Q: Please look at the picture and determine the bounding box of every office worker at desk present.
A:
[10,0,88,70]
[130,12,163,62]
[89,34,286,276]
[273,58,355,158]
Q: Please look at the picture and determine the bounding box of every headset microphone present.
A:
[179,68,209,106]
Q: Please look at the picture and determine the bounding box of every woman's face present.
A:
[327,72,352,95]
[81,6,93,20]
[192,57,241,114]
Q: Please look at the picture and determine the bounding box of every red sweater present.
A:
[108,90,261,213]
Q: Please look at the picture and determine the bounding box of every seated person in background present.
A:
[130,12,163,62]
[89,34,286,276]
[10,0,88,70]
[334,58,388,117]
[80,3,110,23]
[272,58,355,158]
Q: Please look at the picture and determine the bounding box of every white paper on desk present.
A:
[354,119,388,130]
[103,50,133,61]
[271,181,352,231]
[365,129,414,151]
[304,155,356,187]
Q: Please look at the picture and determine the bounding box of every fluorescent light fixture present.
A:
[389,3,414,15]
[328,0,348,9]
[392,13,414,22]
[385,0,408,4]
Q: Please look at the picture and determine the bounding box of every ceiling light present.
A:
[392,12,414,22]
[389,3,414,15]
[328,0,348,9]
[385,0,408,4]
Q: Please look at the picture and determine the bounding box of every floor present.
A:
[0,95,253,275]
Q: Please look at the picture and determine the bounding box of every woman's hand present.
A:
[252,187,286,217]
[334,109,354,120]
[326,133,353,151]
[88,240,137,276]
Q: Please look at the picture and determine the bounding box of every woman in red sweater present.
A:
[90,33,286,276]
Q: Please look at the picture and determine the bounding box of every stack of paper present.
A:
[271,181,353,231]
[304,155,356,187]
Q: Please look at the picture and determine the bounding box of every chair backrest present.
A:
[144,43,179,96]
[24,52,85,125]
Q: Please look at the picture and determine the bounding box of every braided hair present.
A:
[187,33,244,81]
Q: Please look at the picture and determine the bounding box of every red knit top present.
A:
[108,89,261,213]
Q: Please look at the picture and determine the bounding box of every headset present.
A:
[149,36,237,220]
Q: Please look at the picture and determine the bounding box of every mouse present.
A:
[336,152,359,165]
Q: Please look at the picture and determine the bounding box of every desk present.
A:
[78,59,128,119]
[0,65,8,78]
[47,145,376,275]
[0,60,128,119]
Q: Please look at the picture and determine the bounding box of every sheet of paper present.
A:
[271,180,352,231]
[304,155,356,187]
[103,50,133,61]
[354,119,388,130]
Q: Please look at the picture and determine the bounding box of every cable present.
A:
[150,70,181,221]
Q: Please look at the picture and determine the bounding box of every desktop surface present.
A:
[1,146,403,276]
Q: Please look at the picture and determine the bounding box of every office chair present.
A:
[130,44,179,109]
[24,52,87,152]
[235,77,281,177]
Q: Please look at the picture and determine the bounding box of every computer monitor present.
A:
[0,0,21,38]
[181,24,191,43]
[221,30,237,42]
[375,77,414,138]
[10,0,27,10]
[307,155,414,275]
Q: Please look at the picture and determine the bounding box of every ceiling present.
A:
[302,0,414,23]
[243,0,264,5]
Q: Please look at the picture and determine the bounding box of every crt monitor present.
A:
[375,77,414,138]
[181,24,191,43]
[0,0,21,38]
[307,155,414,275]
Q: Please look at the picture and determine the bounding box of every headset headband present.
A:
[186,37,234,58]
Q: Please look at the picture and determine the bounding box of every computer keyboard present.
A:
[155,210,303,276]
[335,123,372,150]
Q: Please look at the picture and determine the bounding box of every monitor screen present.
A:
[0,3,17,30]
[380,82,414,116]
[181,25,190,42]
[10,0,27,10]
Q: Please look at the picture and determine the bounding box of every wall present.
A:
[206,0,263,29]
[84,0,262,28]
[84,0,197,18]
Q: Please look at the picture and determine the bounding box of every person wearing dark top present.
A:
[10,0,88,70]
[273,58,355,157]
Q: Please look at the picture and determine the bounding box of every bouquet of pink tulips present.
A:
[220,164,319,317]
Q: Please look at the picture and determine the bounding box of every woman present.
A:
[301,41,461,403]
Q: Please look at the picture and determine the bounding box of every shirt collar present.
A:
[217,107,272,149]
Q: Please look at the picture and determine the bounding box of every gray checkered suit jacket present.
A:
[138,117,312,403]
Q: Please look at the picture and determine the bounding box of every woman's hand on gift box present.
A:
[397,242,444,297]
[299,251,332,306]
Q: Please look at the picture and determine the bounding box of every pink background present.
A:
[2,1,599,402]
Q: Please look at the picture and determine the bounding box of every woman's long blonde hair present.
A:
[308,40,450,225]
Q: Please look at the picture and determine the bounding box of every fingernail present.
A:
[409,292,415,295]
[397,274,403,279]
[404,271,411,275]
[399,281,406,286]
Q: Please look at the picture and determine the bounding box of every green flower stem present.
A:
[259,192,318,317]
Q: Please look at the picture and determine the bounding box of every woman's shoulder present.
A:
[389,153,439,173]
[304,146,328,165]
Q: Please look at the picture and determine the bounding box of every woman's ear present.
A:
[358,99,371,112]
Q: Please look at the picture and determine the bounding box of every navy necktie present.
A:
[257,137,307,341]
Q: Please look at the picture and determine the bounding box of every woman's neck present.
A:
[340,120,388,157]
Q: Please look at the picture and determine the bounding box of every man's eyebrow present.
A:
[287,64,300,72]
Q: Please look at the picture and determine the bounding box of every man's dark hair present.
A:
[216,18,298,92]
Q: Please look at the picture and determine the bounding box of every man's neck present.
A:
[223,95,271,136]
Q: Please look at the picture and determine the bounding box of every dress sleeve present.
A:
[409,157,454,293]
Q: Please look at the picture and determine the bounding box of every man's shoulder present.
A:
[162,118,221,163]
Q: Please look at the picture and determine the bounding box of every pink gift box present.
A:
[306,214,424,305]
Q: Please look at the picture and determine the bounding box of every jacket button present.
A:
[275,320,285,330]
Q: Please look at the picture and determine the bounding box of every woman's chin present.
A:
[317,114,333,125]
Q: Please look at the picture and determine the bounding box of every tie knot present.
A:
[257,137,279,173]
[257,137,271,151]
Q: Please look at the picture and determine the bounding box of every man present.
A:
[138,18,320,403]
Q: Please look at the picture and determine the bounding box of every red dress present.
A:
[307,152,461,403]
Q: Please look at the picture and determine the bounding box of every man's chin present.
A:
----------------
• **Task**
Print the records once more, exactly as written.

• **Your solution**
Q: Please look at the picture and determine the bounding box of every office worker at desk present.
A:
[10,0,88,70]
[130,12,163,62]
[89,34,286,276]
[273,58,355,158]
Q: Please look at the picture and determine the bounding box of every headset microphone present.
A:
[179,68,209,106]
Q: Please look at the picture and determine the bounding box of every woman's face present.
A:
[327,72,352,95]
[81,6,93,20]
[192,57,241,114]
Q: Please look at the picture and determine the bounding box of every red sweater present.
A:
[108,90,261,213]
Q: Please look at the picture and determine the bounding box of every seated person in background present.
A:
[130,12,163,62]
[89,34,286,276]
[10,0,88,70]
[334,58,388,117]
[80,3,110,23]
[272,58,355,158]
Q: Please look at the picture and determine the bounding box of every white paper on desk present.
A:
[354,119,388,130]
[103,50,133,61]
[271,181,352,231]
[365,129,414,151]
[304,155,356,187]
Q: Please look at the picture and determine the bounding box of every fluorescent light fixture present.
A:
[389,3,414,15]
[328,0,348,9]
[392,13,414,22]
[385,0,408,4]
Q: Please look at the picture and determine the bounding box of every ceiling light present.
A:
[392,12,414,22]
[389,3,414,15]
[328,0,348,9]
[385,0,408,4]
Q: Please look at the picture and determine the bounding box of every floor present.
A:
[0,95,253,275]
Q: Please look at the picture and determine the bounding box of every woman's hand present.
A:
[252,187,286,217]
[334,109,354,120]
[326,133,353,151]
[88,240,137,276]
Q: Please look at the picture and determine the bounding box of every woman in red sweater present.
A:
[90,33,286,276]
Q: Please look at the picture and determine the bounding box of every stack of paper present.
A:
[271,181,353,231]
[304,155,356,187]
Q: Please look at the picture and determine the bounding box of every chair backrest present.
A:
[144,43,179,96]
[24,52,85,125]
Q: Please look at the picture and determine the bounding box of every braided hair present.
A:
[187,33,244,81]
Q: Please look at the picture and determine the bounding box of every red knit top present.
A:
[108,89,261,213]
Q: Please look at the picture and determine the bounding box of every headset present.
A:
[149,36,237,220]
Q: Please look at the picture and determine the bounding box of every mouse present.
A:
[336,152,359,165]
Q: Please look at the picture and determine the bounding box of every desk present.
A:
[78,59,128,119]
[0,65,8,78]
[47,145,376,275]
[0,60,128,119]
Q: Please look at the picture and determine the bounding box of every sheet of paper present.
A:
[271,180,352,231]
[304,155,356,187]
[103,50,133,61]
[354,119,388,130]
Q: Please look at the picture and determine the bounding box of every cable present.
A:
[150,70,181,221]
Q: Please look at the picture and determine the bounding box of every desktop surface present.
A:
[1,146,403,276]
Q: Please look at the picture and determine the bounding box of every office chair present.
A:
[130,44,179,109]
[24,52,87,152]
[235,77,281,177]
Q: Please look at the picture and determine the bounding box of every computer monitor present.
A:
[0,0,21,38]
[181,24,191,43]
[221,30,237,42]
[375,77,414,138]
[10,0,27,10]
[307,155,414,275]
Q: Please look at the picture and determine the bounding box of every ceiling present.
A:
[302,0,414,23]
[243,0,264,5]
Q: Please look at the picture and determine the bounding box of every crt monitor present.
A:
[375,77,414,138]
[181,24,191,43]
[0,0,21,38]
[307,155,414,275]
Q: Please look at the picture and determine the bounding box of every headset headband present.
A:
[186,37,234,58]
Q: Please look at the picture and determine the bounding box of every computer keyboard present.
A:
[155,210,303,276]
[335,123,372,150]
Q: Please look at the picture and determine the bounding box of every monitor screen present.
A:
[0,3,17,30]
[380,82,414,116]
[181,25,190,42]
[10,0,27,10]
Q: Please look at the picture and determine the bounding box of every wall present.
A:
[206,0,263,29]
[84,0,262,28]
[84,0,197,18]
Q: Please look at the picture and determine the bounding box of every person wearing dark top present.
A:
[10,0,88,70]
[273,58,355,157]
Q: Please look at the picture and determine the bounding box of every bouquet of pink tulips present.
A:
[220,164,319,317]
Q: Please look at the picture and determine the bounding box of every woman present.
A:
[301,41,461,403]
Q: Please look at the picture and determine the bounding box of every shirt collar present.
A:
[217,107,272,149]
Q: Please look at the picture and determine the bounding box of every gray checkered suit jacket present.
A:
[138,117,312,403]
Q: Please look at the picture and determine the bounding box of every woman's hand on gift box present.
A:
[397,242,444,297]
[299,251,332,306]
Q: Please look at the picture and determine the bounding box of every pink background present.
A:
[2,1,599,402]
Q: Please look at the picture and determine the bounding box of every woman's long blonde hair present.
A:
[308,40,450,225]
Q: Please look at the picture and determine the bounding box of every fingernail present.
A:
[409,292,415,295]
[397,274,403,279]
[404,271,411,275]
[399,281,406,286]
Q: Please look at the picture and determine the bounding box of every green flower stem present.
A:
[259,192,318,317]
Q: Please look at the picture and determine the bounding box of every woman's shoulder present.
A:
[389,153,439,173]
[304,146,328,165]
Q: Please look at the picture and determine the bounding box of every woman's ear present.
A:
[358,99,371,112]
Q: Please look at the picture and determine the bounding box of every navy necktie present.
A:
[257,137,307,341]
Q: Please look at the picture and determine the bounding box of every woman's neck present.
A:
[340,120,388,157]
Q: Please look at the picture and determine the bounding box of every man's eyebrow present.
A:
[287,64,300,72]
Q: Please look at the picture and determine the bounding box of every man's dark hair present.
A:
[216,18,298,92]
Q: Please look at the picture and determine the bounding box of every man's neck present.
A:
[223,95,271,136]
Q: Please look at the picture and determine the bounding box of every dress sleeve present.
A:
[409,157,454,293]
Q: Please look at the picture and determine the bounding box of every man's shoulder present.
A:
[162,118,221,163]
Q: Please look at the picture and determine the bounding box of every pink gift box present.
A:
[306,214,424,305]
Q: Please look at the picture and determine the bounding box of every jacket button present.
A:
[275,320,285,330]
Q: Please look at the picture and determine the bounding box of every woman's chin present.
A:
[317,114,333,125]
Q: Please look at the picture and determine the bounding box of every tie knot present.
A:
[257,137,279,173]
[257,137,271,151]
Q: Please look at the picture and determine the bounding box of every man present.
A:
[138,18,320,403]
Q: Please look at the picture and determine the bounding box of every red dress present.
A:
[307,152,461,403]
Q: Please look at the picture and determine the bounding box of every man's chin present.
A:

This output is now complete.